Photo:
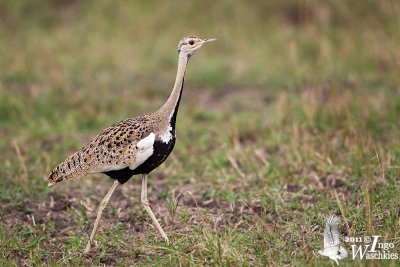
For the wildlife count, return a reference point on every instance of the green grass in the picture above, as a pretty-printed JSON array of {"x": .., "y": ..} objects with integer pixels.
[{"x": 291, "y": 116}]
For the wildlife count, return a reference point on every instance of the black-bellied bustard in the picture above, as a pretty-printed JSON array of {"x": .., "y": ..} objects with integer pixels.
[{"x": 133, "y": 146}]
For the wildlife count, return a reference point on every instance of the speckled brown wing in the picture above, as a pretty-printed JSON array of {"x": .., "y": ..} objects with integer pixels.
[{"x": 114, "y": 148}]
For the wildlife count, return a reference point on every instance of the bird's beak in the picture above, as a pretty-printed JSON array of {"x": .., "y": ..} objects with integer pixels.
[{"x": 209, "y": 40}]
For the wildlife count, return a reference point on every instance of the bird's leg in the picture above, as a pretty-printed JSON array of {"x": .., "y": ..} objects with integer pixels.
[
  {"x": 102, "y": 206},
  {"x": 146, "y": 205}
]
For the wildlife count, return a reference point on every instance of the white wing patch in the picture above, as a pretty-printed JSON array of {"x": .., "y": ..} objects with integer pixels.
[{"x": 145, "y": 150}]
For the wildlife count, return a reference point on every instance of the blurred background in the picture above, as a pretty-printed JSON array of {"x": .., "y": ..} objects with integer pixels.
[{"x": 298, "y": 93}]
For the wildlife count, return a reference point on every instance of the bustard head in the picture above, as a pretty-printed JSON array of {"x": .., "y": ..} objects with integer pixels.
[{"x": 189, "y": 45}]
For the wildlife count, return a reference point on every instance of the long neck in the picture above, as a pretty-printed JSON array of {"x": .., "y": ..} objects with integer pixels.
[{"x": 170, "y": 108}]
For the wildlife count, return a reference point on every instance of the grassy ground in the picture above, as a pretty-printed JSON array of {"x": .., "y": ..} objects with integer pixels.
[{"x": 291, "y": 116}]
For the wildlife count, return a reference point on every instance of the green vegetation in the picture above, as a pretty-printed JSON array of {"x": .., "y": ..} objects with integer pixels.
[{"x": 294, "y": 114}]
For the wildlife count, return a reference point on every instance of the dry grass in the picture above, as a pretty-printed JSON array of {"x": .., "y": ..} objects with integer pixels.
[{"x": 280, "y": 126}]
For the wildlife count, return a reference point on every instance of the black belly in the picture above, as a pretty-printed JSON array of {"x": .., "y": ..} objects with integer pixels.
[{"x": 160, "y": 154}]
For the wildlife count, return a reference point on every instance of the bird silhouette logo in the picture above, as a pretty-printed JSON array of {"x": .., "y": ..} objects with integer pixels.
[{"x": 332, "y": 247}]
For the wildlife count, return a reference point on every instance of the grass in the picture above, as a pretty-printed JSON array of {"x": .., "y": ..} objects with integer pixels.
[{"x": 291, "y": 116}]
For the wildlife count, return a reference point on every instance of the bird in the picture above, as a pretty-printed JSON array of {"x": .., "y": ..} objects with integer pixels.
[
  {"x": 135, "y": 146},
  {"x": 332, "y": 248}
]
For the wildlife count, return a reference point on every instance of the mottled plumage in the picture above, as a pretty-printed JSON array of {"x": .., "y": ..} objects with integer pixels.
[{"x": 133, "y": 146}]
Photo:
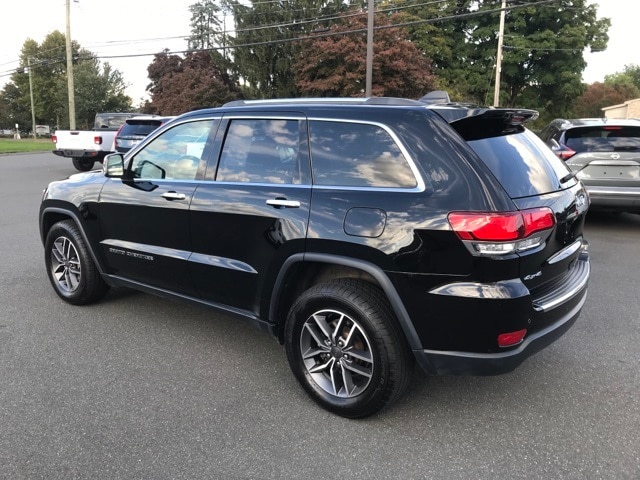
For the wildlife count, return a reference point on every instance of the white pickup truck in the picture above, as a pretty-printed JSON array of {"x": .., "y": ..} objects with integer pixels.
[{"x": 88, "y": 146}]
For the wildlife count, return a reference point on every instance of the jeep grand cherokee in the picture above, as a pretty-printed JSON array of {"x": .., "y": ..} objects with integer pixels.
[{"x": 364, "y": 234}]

◆ **Exercise requirements**: Output the records above unchanged, minus their pictures.

◆ **The completed task**:
Photo:
For the wildlife count, return a reference point on every instance of the green grass in the picture above, as a pretty-printed JSON array of {"x": .., "y": ..} objects with integer pixels.
[{"x": 291, "y": 116}]
For the wildlife count, return a reference point on every instance of the black-bellied bustard in the picture above, as a pretty-printed JSON array of {"x": .., "y": ..} objects with integer pixels.
[{"x": 133, "y": 146}]
For the wildlife count, return a reference point on every instance of the speckled brown wing in the picture above, as a pretty-printed JSON array of {"x": .., "y": ..} objects with integer pixels.
[{"x": 114, "y": 148}]
For the wildlife count, return a reference point on every instance of the bird's beak in the picture above, as a pretty-printed JSON array of {"x": .., "y": ..} objects with integer pixels.
[{"x": 209, "y": 40}]
For the wildlife count, return a reference point on every instance of the bird's leg in the picture above, as a pretty-printed JSON array of {"x": .., "y": ..} objects with integer pixels.
[
  {"x": 102, "y": 206},
  {"x": 146, "y": 205}
]
For the wildlife count, return a reference point on every instance of the white wing patch in the picture above, as a pretty-printed JSON array of {"x": .., "y": ..} objects with integer pixels.
[{"x": 145, "y": 150}]
For the wildlife count, return a reference point on every instance of the blurred background in the picture above, as a pretty-printed JSON array of {"x": .., "y": ..} objects with integer pixels.
[{"x": 298, "y": 93}]
For the wildlife count, return a reference point on every instance of the bustard head in the picture above, as a pretty-printed JSON array of {"x": .., "y": ..} objects with integer pixels.
[{"x": 189, "y": 45}]
For the wildlife count, return a reference point on every instance of the long neck in the picture above, as a pretty-printed JSON array of {"x": .., "y": ..} objects with integer pixels.
[{"x": 170, "y": 108}]
For the wildlife count, return a reference point on every instance of the grassy ground in the picture above, as a pretty-printed JSON array of {"x": .., "y": ..} objects with integer pixels.
[{"x": 291, "y": 116}]
For the wildlife count, return a reference point on every instance of the green vegetation in the picture above, as a pretty-printed JSON array of {"x": .., "y": ..} objects with integer pixels.
[{"x": 294, "y": 114}]
For the wildlife count, return a reference point on every instance of the dry grass in the picture above, as a pretty-printed JSON array of {"x": .., "y": ..} objects with integer pixels.
[{"x": 280, "y": 126}]
For the wildlife count, return a reference point on every instance of the black belly in the picture above, as a pretty-printed JSON array of {"x": .., "y": ..} objects with integer pixels.
[{"x": 160, "y": 154}]
For the wildlife count, return a reference point on every instance of the bird silhouette logo in the picture above, as a pretty-printed JSON array of {"x": .., "y": ..} objects with integer pixels.
[{"x": 332, "y": 247}]
For the wildlife count, return a reference point on every instance of the grass in the picture above, as a pretty-printed JSON array of {"x": .., "y": ..} objects with integer pixels.
[{"x": 291, "y": 116}]
For the wildlife count, return a reference point on every instance of the bird in the picture above, as a pretty-printed JSON array of {"x": .., "y": ..} objects with integer pixels.
[
  {"x": 135, "y": 146},
  {"x": 332, "y": 248}
]
For the wildlife count, return a reference point on every instance of the mottled plumage in the picture above, as a pretty-printed JSON array of {"x": .., "y": ..} objects with integer pixels.
[{"x": 133, "y": 146}]
Photo:
For the wildlife count, return a reference point on every instance of the white pickup truck in the picture above, as a pretty-printed JSON array of {"x": .., "y": ..} objects with integer pixels.
[{"x": 88, "y": 146}]
For the wildlife count, return a reference point on every instance of the jeep grand cherokee in the picture above, as a pretty-printed JSON array of {"x": .., "y": ..} objects with integer pixels.
[{"x": 364, "y": 234}]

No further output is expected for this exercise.